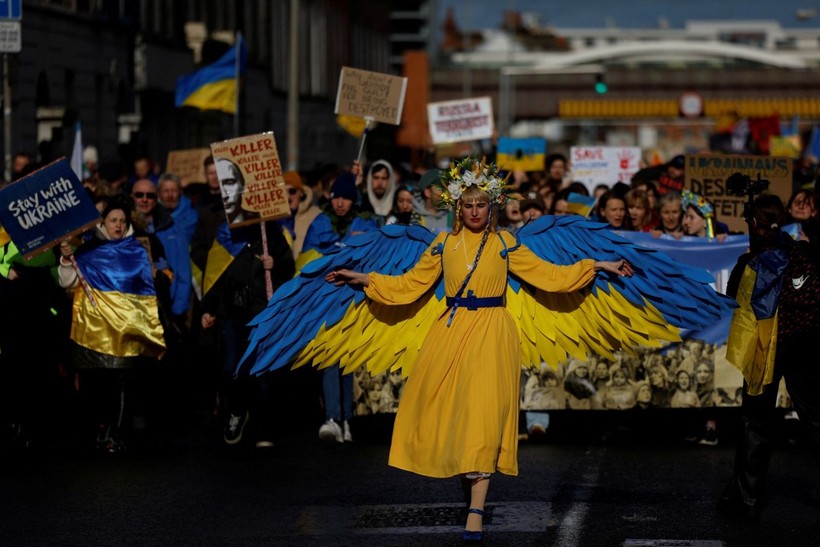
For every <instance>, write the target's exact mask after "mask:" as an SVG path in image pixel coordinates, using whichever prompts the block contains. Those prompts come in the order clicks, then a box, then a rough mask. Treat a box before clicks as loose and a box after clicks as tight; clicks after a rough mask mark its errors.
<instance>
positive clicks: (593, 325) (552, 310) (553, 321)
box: [507, 215, 734, 366]
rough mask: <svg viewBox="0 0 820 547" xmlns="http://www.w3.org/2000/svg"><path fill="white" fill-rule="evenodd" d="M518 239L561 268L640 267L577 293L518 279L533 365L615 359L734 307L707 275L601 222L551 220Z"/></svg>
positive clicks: (523, 360) (521, 311)
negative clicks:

########################################

AIM OF THE EXERCISE
Render the entire listing above as a numbered list, skipping any blank lines and leaving the pictures out.

SOLUTION FOR THIS PROBLEM
1. For every <instance>, write the target's exact mask after "mask:" as an SVG path in image pixel coordinates, using whichever prompts the block contains. Those prompts come in the order clicks, then a box, then a rough mask. Treat a box before clicks as loose and a box after clicks as tight; clicks after a rough mask mark its errors.
2. <instance>
3. positive clicks: (593, 325) (552, 310) (553, 321)
4. box: [507, 215, 734, 366]
5. rough mask: <svg viewBox="0 0 820 547" xmlns="http://www.w3.org/2000/svg"><path fill="white" fill-rule="evenodd" d="M518 239L561 268L640 267L577 293L518 279L533 365L615 359L734 307L707 275L601 222L551 220Z"/></svg>
6. positive clicks: (523, 360) (521, 311)
7. negative clicks:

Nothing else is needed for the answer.